━━━ MATERIAL SUPPLIED ━━━

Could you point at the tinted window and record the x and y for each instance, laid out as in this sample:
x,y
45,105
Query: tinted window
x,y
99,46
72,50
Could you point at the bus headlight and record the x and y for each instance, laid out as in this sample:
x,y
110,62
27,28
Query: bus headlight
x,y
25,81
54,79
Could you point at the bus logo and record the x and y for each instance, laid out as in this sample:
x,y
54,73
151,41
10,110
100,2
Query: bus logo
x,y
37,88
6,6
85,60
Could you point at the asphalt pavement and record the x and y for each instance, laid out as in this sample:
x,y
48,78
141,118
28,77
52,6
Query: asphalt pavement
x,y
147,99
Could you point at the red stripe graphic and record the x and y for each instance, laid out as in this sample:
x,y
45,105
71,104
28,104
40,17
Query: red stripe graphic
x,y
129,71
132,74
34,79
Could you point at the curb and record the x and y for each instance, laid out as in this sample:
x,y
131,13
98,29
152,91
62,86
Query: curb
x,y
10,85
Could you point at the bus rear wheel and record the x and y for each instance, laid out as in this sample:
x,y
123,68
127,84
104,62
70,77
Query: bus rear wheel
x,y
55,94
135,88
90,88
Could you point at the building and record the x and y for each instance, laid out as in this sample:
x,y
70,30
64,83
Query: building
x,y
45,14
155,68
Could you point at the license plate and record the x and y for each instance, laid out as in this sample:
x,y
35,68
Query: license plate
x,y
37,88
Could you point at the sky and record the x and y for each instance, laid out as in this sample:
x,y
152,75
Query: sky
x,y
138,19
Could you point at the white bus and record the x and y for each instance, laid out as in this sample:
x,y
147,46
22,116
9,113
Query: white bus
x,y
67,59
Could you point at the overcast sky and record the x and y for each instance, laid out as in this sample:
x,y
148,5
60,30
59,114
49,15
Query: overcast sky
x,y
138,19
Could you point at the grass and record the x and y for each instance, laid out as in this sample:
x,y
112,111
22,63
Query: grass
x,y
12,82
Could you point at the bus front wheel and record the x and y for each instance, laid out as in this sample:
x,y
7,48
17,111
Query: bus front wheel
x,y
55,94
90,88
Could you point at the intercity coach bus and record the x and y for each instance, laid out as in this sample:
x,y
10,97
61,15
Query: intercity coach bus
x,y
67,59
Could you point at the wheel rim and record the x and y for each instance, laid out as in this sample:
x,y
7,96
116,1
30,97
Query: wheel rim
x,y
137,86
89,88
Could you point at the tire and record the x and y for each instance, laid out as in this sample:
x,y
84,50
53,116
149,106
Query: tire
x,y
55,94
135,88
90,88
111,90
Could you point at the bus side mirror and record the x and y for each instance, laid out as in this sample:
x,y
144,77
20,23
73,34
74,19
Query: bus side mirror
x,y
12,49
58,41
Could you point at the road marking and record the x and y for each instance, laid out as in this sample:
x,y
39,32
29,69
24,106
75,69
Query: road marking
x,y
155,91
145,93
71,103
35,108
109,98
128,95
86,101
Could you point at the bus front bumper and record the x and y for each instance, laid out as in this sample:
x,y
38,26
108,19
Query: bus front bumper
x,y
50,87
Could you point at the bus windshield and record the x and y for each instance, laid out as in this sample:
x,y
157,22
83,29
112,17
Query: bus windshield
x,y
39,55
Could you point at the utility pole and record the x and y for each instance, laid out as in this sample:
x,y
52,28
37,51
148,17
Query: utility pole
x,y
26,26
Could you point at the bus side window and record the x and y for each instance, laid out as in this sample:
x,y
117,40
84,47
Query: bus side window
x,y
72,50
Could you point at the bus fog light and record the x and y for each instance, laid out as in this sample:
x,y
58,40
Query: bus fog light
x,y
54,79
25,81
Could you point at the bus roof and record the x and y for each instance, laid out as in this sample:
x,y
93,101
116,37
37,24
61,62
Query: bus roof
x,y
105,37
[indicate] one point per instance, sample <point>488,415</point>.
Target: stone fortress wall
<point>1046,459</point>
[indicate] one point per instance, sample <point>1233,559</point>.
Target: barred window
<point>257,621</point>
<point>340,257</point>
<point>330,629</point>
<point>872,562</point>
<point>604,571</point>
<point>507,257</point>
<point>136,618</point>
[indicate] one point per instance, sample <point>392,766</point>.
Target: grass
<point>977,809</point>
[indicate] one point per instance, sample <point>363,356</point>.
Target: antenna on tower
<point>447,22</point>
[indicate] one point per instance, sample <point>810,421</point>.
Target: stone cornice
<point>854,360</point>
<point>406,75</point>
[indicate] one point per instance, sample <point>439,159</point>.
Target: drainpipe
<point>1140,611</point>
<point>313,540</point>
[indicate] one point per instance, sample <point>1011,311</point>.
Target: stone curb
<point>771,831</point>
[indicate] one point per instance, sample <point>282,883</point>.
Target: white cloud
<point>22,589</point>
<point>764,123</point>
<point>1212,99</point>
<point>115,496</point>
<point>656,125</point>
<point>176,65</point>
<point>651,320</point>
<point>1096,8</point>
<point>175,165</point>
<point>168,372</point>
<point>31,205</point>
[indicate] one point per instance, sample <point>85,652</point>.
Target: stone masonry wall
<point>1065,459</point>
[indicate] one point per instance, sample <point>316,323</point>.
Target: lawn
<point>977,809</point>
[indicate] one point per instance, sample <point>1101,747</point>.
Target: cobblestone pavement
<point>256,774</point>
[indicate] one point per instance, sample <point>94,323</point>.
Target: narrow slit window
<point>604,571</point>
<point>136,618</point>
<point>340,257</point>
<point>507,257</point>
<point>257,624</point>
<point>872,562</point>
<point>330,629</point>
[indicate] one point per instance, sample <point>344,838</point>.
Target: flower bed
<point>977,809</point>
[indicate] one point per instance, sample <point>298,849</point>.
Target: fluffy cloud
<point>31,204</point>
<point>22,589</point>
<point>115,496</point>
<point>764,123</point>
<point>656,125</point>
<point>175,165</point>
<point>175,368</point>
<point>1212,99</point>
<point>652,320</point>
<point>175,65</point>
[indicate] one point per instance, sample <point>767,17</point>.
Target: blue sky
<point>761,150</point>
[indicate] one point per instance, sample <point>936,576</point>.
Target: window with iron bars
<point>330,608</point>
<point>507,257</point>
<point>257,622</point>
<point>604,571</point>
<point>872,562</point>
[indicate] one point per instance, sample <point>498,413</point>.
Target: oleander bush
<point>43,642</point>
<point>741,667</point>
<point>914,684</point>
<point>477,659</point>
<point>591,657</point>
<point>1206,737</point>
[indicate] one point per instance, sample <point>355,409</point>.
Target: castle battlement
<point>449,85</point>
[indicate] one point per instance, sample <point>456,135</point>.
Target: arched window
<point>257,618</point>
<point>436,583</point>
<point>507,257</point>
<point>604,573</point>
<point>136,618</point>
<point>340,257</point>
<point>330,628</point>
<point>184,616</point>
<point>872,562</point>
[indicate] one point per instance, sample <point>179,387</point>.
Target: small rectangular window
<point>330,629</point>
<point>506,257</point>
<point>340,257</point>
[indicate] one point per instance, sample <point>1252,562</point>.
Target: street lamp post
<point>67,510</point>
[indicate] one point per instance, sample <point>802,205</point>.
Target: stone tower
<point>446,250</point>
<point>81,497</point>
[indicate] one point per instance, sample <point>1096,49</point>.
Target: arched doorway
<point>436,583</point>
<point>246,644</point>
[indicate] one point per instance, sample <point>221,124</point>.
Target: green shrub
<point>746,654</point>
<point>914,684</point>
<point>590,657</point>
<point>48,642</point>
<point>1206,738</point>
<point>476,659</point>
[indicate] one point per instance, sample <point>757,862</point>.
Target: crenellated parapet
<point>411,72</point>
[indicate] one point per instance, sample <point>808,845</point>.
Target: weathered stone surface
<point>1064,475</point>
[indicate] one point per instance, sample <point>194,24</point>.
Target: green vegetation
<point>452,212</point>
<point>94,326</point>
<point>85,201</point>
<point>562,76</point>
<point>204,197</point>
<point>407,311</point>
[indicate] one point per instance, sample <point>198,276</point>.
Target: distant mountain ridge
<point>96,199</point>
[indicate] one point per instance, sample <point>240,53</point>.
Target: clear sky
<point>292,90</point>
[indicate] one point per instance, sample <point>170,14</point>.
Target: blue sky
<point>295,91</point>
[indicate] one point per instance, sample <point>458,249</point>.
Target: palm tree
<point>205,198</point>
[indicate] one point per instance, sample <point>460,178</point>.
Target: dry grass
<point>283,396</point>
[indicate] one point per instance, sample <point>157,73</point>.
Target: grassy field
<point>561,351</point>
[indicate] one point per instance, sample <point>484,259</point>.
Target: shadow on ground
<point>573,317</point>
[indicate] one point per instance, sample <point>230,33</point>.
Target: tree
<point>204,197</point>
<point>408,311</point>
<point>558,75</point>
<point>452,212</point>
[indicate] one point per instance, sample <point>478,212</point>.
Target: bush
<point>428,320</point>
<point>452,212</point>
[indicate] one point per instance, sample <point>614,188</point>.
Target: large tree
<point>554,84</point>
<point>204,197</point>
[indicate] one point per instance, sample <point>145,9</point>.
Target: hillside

━━━

**WHAT YOU NEED TO DO**
What you return must be an exact retyping of the lines above starting at the line with "[indicate] one point per instance, sample <point>194,24</point>." and ending at the line with "instance, sample <point>198,276</point>.", and nothing besides.

**ANSWER TO THE PROBLEM**
[indicate] one point per instance, sample <point>194,24</point>.
Target: green vegetation
<point>452,212</point>
<point>94,326</point>
<point>85,201</point>
<point>562,76</point>
<point>204,197</point>
<point>407,311</point>
[indicate] one point per instance, sample <point>198,276</point>.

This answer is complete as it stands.